_Excerpted text_.
HOA: Yeah, when I was taking on this project, I felt the gravity and the
weight of. the expectations of so many people who, uh, of Vietnamese
descent who will watch this and would want this story to be portrayed in
a way that, you know, hasn’t been necessarily portrayed before.
Um, you know, it wasn’t about me. It was just trying to do the best that I
could to hopefully make those people finally feel like that they were
finally represented.

PHIL: And I, I mean personally I feel you do a great job. you. know, just
to Just to gas you up a little bit.
HOA: that’s one. No, I’m joking. Yeah, thank you so much.
PHIL: Um, do you, do you see any similarities between yourself and, uh,
the unnamed narrator in the book, but the captain that you play in the
series?
HOA: Look, I It’s such a deep and profound journey.
And it’s so philosophical as well, you know, especially the captain’s
journey of his dual identities and his, um, beliefs and what ultimately
makes a good human being. Um, will he make his mother proud? Will,
you know, he’s loyalties to his friends. Like, what does that mean to him?
So, um, these are questions that I’ve felt really deeply and connected to
when I read them. Um, cause I felt like I, I struggled a lot with that going
up, even in Australia, like being of Asian descent, let alone Vietnamese
descent that I were,. I grew up in a, in an area and in a place where I
didn’t see a lot of myself. And so, you know, I, I felt a lot of the time I
was reaching to be more Australian, whatever that meant. Um, uh, and I
did things in a way that would make me seem more Australian. Um, but
then obviously I was never, that enough and then, you know, but I never
felt Vietnamese or even Asian enough to be considered that.
So a lot of that was just trying to figure out who I was. And I related to
the captain’s story so much in that way.
PHIL: Mm-Hmm. What was your experience like with the Vietnamese
community in Australia?

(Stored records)
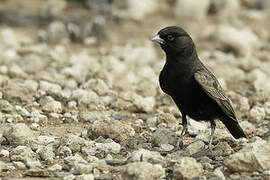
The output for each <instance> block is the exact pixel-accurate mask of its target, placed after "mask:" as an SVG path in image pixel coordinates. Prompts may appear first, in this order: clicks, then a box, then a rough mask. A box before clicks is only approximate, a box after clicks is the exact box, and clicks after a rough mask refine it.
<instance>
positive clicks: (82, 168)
mask: <svg viewBox="0 0 270 180" xmlns="http://www.w3.org/2000/svg"><path fill="white" fill-rule="evenodd" d="M92 170H93V165H92V164H83V163H79V164H75V166H74V168H73V169H72V173H73V174H75V175H80V174H88V173H91V172H92Z"/></svg>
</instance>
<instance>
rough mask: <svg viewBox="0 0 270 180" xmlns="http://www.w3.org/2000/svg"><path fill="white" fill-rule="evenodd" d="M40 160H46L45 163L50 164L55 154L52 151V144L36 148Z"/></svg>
mask: <svg viewBox="0 0 270 180" xmlns="http://www.w3.org/2000/svg"><path fill="white" fill-rule="evenodd" d="M37 153H38V154H39V156H40V158H41V160H43V161H46V162H47V163H49V164H51V163H53V161H54V158H55V154H54V152H53V147H52V146H44V147H41V148H40V149H38V150H37Z"/></svg>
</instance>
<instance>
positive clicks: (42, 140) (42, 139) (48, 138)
mask: <svg viewBox="0 0 270 180" xmlns="http://www.w3.org/2000/svg"><path fill="white" fill-rule="evenodd" d="M37 141H38V143H40V144H41V145H44V146H46V145H48V144H51V143H54V142H55V137H53V136H44V135H40V136H38V137H37Z"/></svg>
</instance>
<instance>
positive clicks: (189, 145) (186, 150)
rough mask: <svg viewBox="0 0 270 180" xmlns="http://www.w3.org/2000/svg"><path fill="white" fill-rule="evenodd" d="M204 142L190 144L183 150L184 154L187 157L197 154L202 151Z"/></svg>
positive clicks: (204, 144)
mask: <svg viewBox="0 0 270 180" xmlns="http://www.w3.org/2000/svg"><path fill="white" fill-rule="evenodd" d="M204 145H205V144H204V142H202V141H195V142H193V143H192V144H190V145H188V147H186V148H185V153H187V154H188V155H192V154H194V153H197V152H199V151H201V150H203V149H204Z"/></svg>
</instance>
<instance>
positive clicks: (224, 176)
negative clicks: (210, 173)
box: [213, 168, 226, 180]
mask: <svg viewBox="0 0 270 180" xmlns="http://www.w3.org/2000/svg"><path fill="white" fill-rule="evenodd" d="M213 174H214V175H215V176H216V177H219V178H220V180H226V178H225V176H224V174H223V172H222V171H221V170H220V168H216V169H215V170H214V172H213Z"/></svg>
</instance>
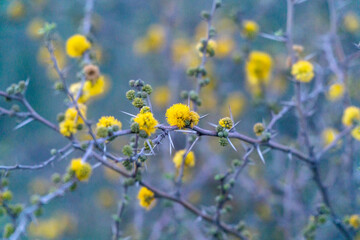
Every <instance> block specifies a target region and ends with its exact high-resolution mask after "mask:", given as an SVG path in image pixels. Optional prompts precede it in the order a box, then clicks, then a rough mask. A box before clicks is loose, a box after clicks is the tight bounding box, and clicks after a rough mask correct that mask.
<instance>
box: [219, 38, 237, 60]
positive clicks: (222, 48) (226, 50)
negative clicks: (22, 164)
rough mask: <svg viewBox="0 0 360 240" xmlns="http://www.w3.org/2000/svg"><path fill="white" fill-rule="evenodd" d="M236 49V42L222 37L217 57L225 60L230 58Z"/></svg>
mask: <svg viewBox="0 0 360 240" xmlns="http://www.w3.org/2000/svg"><path fill="white" fill-rule="evenodd" d="M234 48H235V42H234V40H233V39H232V38H231V37H230V36H225V37H221V38H219V39H218V41H217V47H216V57H218V58H224V57H227V56H229V55H230V54H231V53H232V51H233V50H234Z"/></svg>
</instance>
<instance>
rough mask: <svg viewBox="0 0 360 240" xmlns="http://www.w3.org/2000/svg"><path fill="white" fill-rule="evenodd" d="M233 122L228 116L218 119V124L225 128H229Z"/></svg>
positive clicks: (230, 126) (229, 127)
mask: <svg viewBox="0 0 360 240" xmlns="http://www.w3.org/2000/svg"><path fill="white" fill-rule="evenodd" d="M233 124H234V123H233V122H232V120H231V118H229V117H225V118H222V119H220V120H219V125H220V126H222V127H223V128H226V129H231V128H232V126H233Z"/></svg>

_Exercise goal_.
Reproduce the part of the interview transcript between "So, um, these" and "be considered that.", inclusive.

_Exercise response_.
So, um, these are questions that I’ve felt really deeply and connected to
when I read them. Um, cause I felt like I, I struggled a lot with that going
up, even in Australia, like being of Asian descent, let alone Vietnamese
descent that I were,. I grew up in a, in an area and in a place where I
didn’t see a lot of myself. And so, you know, I, I felt a lot of the time I
was reaching to be more Australian, whatever that meant. Um, uh, and I
did things in a way that would make me seem more Australian. Um, but
then obviously I was never, that enough and then, you know, but I never
felt Vietnamese or even Asian enough to be considered that.